◆ EXCERPTED TEXT ◆
Friday, May 23, 2008

The Ramle Paradox

The first thing you notice about Ramle (or "Ramla") is that it looks beat up, at time severly beat up. Over these early days of heat, the town's dusty, mercyless appearance is a reminder of the summery hell that awaits us and the hell we live in year round. It's got everything that makes Israel unbearable: war scars, visible neglect of minorities, flawed distibution of public money and disregard towards historical treasure. Consider that among these treasures are israel's largest mosque (which is really a converted crusader church and looks it too), a unique underground cisteren in which one can row a boat, a monumental tower that was once famed throughout the region and a church that served as temporary home to Napoleon Boneparte during his conquest of Palestine. Ramle, one third of the way between Tel-Aviv and Jerusalem, could have been a turistic gem. It isn't one.

◆ DATASET EXTRACT ◆
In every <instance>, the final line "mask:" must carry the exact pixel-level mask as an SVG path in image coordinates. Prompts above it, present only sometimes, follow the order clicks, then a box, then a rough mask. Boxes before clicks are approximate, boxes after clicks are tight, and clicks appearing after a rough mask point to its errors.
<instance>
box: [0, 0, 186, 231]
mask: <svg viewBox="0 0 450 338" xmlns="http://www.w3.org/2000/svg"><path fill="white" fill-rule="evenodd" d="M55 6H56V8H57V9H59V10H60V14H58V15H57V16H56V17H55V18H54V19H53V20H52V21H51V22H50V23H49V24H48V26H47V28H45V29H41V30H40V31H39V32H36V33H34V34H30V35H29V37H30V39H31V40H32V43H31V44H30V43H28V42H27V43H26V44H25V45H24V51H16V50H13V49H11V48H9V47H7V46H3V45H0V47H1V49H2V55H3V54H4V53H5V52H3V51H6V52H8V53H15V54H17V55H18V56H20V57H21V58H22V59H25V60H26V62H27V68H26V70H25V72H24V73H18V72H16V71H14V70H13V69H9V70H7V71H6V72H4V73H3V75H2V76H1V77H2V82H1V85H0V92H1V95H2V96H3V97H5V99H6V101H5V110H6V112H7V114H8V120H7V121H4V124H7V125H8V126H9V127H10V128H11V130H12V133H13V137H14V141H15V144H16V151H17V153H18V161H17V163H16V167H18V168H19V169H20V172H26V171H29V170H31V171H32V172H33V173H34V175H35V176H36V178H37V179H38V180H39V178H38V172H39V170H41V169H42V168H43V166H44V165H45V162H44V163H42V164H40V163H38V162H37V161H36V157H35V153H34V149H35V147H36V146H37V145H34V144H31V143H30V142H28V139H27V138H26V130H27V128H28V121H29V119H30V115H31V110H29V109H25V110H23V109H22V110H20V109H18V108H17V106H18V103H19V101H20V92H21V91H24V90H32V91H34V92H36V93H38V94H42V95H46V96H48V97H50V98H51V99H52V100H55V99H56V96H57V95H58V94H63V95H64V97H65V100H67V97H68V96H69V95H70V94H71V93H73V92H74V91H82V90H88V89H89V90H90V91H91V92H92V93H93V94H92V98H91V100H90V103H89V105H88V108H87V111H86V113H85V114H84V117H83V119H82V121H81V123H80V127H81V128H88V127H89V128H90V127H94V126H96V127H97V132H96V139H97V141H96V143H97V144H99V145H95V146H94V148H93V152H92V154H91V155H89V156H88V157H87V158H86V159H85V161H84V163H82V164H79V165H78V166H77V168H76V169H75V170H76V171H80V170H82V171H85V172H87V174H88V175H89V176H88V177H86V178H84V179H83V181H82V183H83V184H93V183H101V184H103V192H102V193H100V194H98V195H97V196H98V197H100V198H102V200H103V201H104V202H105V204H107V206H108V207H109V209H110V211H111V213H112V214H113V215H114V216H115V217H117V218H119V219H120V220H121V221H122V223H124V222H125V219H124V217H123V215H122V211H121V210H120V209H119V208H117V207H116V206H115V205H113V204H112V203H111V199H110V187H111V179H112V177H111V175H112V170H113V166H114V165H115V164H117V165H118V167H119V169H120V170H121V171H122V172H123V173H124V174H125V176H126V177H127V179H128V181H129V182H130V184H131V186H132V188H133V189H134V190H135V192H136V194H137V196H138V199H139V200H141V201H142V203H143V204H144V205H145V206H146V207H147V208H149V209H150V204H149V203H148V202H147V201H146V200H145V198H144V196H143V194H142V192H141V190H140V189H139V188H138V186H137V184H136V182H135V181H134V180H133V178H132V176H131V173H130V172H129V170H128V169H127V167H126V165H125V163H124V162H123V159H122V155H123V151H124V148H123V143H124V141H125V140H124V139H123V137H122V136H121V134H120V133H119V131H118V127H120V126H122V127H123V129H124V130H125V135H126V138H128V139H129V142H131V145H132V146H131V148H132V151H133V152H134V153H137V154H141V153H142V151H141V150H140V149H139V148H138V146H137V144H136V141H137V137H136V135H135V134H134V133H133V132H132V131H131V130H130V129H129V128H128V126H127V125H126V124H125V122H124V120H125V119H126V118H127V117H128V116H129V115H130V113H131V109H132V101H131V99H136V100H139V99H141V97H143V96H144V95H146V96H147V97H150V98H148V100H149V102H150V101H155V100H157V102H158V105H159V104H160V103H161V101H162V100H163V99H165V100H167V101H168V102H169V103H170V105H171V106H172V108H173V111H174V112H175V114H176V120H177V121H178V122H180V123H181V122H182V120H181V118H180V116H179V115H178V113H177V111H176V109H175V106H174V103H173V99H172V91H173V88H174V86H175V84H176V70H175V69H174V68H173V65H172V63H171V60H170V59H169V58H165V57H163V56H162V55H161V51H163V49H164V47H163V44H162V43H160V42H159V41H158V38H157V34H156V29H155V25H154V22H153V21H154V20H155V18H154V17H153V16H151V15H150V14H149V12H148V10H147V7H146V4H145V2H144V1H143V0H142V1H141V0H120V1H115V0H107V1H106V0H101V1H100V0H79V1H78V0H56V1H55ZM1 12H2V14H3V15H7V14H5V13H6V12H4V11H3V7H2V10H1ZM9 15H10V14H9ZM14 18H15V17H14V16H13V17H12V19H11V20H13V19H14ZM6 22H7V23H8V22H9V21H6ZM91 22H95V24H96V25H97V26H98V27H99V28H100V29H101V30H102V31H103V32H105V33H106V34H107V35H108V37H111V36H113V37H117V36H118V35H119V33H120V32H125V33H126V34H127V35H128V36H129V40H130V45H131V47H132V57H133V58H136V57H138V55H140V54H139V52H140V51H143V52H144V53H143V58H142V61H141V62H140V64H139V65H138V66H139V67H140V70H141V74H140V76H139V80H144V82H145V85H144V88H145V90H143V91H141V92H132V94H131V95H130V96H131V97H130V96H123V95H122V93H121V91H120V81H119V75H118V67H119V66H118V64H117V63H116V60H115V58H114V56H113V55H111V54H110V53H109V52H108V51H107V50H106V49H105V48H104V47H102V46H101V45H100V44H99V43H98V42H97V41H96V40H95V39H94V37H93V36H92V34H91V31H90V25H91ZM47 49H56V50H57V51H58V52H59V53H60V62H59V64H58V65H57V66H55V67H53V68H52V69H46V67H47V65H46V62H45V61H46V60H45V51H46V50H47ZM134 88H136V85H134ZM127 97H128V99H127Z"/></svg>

◆ WHAT YOU ARE ASKED TO DO ◆
From the post about Ramle above, return everything from "The Ramle Paradox" down to "It isn't one.", copied word for word.

◆ YOUR RESPONSE ◆
The Ramle Paradox

The first thing you notice about Ramle (or "Ramla") is that it looks beat up, at time severly beat up. Over these early days of heat, the town's dusty, mercyless appearance is a reminder of the summery hell that awaits us and the hell we live in year round. It's got everything that makes Israel unbearable: war scars, visible neglect of minorities, flawed distibution of public money and disregard towards historical treasure. Consider that among these treasures are israel's largest mosque (which is really a converted crusader church and looks it too), a unique underground cisteren in which one can row a boat, a monumental tower that was once famed throughout the region and a church that served as temporary home to Napoleon Boneparte during his conquest of Palestine. Ramle, one third of the way between Tel-Aviv and Jerusalem, could have been a turistic gem. It isn't one.